START Document extract

It has been over 4 weeks since the last communication I had with my BPD ex. It has been a struggle, I still think about her, and her daughter. I am still haunted by the memories, and I still have dreams of them. My last dream I had, she contacted me and asked about setting up a visit with her daughter. I hate having these dreams, they are not real, all they do is remind me of the loss.

I have been in therapy, and I am starting to realize my pattern of behavior in my past relationships since my divorce. My ex-wife alienated my children from me, for many years. I missed so much time and so many important events with them. I have no contact with my oldest son, he hasn't spoken to me in over 3 years. I guess through therapy I learned I spent these past 12 years trying to find something to make up for the loss I felt with my children. I spent 7 years with a low functioning BPD woman, who could not keep a job, had very low intellect, and I felt I had to take care of her like a Father takes care of his child. We had a very unhealthy relationship. I guess I was just trying to fill the void I felt since my divorce. After we broke up, I thought I would be able to find a more mature and healthy relationship with a woman.

This brought me to my latest BPD ex. She had a daughter I was very close to. I was able to do things with her, I could not with my children. Helping her with her school work, buying her stuff for school. Spending holidays together, going to her school functions. It was very full filling for a time. We would cuddle and watch TV together. Go to the park with the dog. But as with any BPD relationship, it was toxic and unstable. I realized I stayed longer than I should have for the child. We broke up and got back together so many times. I kept going back for the daughter I think. Going back to try and create the family that I felt was lost after my divorce. The last time I tried, the exBPD was so angry, and so abusive, it was not the same, and it was never going to change. I knew if I left this last time, that it would be the end, and she would cut me off for good. And I knew I would never see her daughter again.

END Document extract
START Supplied data

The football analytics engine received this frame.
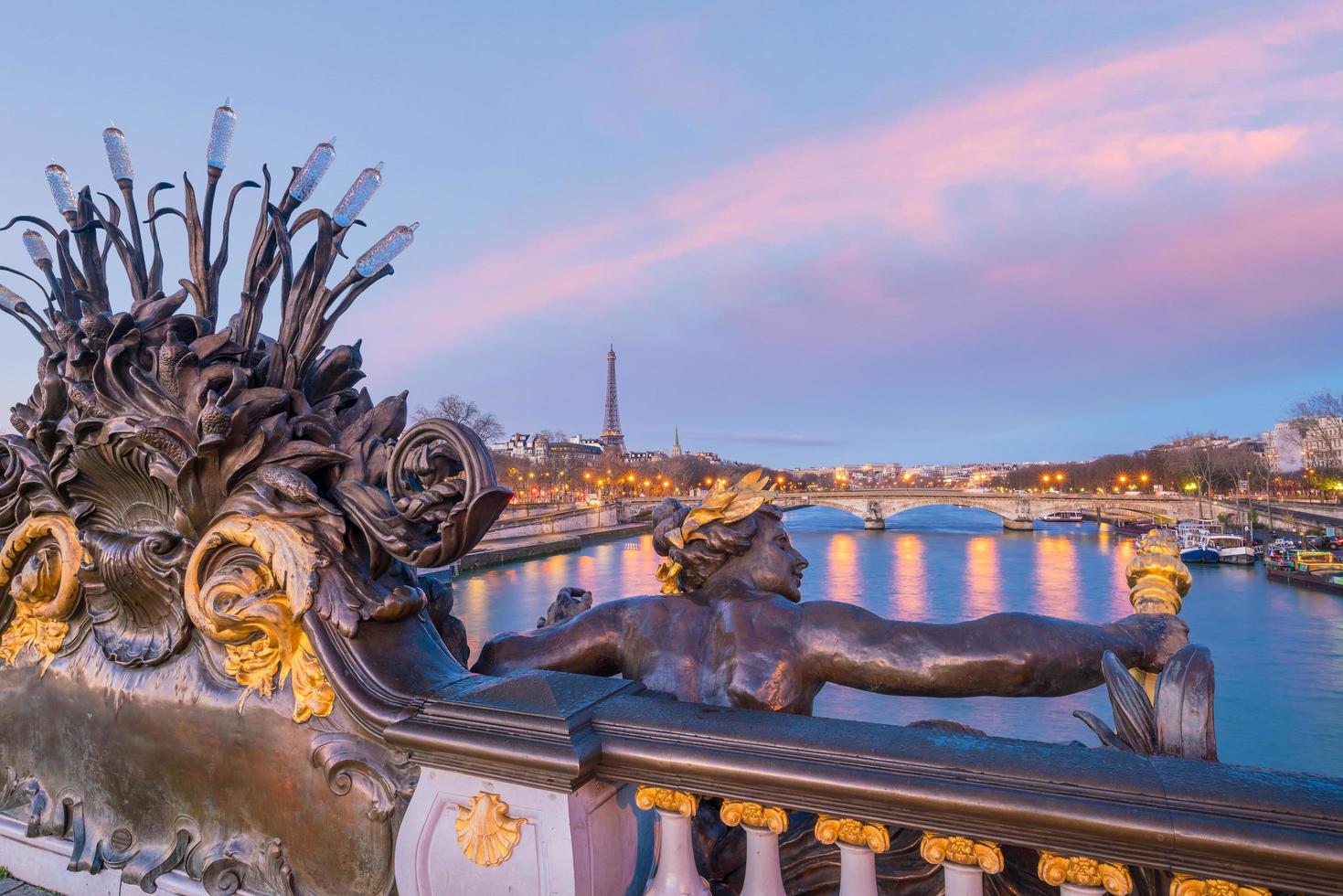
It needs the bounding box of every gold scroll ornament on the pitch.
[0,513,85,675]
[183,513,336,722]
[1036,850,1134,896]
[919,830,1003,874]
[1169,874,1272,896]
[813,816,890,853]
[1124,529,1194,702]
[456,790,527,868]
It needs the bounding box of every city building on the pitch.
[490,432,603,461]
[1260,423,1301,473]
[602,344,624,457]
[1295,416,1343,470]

END Supplied data
START Supplied data

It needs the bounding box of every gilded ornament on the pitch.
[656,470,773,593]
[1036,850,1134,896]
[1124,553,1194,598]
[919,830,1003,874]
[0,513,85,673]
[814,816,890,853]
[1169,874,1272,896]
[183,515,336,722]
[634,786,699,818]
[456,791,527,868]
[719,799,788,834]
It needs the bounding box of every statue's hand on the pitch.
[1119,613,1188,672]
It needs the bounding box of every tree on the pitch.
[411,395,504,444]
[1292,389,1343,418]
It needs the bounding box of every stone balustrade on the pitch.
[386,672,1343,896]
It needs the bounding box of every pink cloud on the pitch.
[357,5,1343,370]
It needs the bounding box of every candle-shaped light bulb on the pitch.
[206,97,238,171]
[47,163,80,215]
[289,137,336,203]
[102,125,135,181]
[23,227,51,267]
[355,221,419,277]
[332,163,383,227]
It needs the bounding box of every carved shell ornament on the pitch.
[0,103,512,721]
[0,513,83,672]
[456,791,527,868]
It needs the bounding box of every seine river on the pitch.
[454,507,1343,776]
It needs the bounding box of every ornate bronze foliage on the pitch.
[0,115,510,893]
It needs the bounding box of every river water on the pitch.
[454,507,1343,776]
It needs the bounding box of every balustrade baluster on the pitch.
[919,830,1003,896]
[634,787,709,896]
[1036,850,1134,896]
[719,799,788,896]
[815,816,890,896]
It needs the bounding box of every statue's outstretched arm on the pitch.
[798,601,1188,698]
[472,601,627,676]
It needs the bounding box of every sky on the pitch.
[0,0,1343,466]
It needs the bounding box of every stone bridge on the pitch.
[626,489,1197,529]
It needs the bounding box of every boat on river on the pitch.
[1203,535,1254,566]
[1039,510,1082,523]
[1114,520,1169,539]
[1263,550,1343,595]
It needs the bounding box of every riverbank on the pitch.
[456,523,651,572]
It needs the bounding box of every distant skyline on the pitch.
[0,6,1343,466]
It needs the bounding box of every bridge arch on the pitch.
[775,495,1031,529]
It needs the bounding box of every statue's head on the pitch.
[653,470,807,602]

END Supplied data

**What to work on**
(1) Answer these questions about the post on the breakup with a BPD ex:
(a) How long has it been since the last communication with the ex?
(b) How many years did the writer spend with the low functioning BPD woman?
(c) Where did the writer and the daughter go with the dog?
(2) Resume the post on the breakup with a BPD ex, starting after its final sentence.
This material was taken from a different source than the text.

**Set of answers**
(1)
(a) Over 4 weeks.
(b) 7 years.
(c) To the park.

(2)
I left. And as I suspected, that was the last time I saw her. I left in September and have not seen her since. Her mother did everything she could to hurt me, triangulated me with the new partner, the jealousy games, throwing him in my face, they spent Christmas together. Right after they got together she posted a pic with him and her daughter on Facebook. She did everything she could to show me that I was completely replaced. I thought after my ex-wife I would never feel such cruelty and hurt, and this shocked the hell out of me. A woman I loved and shared everything with, who knew what my ex-wife put me through, she knew the unstable relationship I had with my children, and she used all that to hurt me as much as she could, and to add insult to injury, she is telling people that I am obsessed with her, and that I am stalking her, she also had the new partner contact me on Facebook to brag about their sex life.

My heart was broken over and over again. The level of cruelty is still unimaginable. I know they say we should not take it personal as this illness is what drives these people to do such horrible actions, but they know it hurts us, they know what hurts us, yet they still do it, over and over again. So yes I am taking it personal. I never went out of my way to hurt anyone, never did anything intentional to be cruel. I am sure most of the people on this board haven't either, yet we are the ones who are suffering at such cruelty by people who are mentally ill. We are left with being haunted by the loss, and they move on like nothing happened.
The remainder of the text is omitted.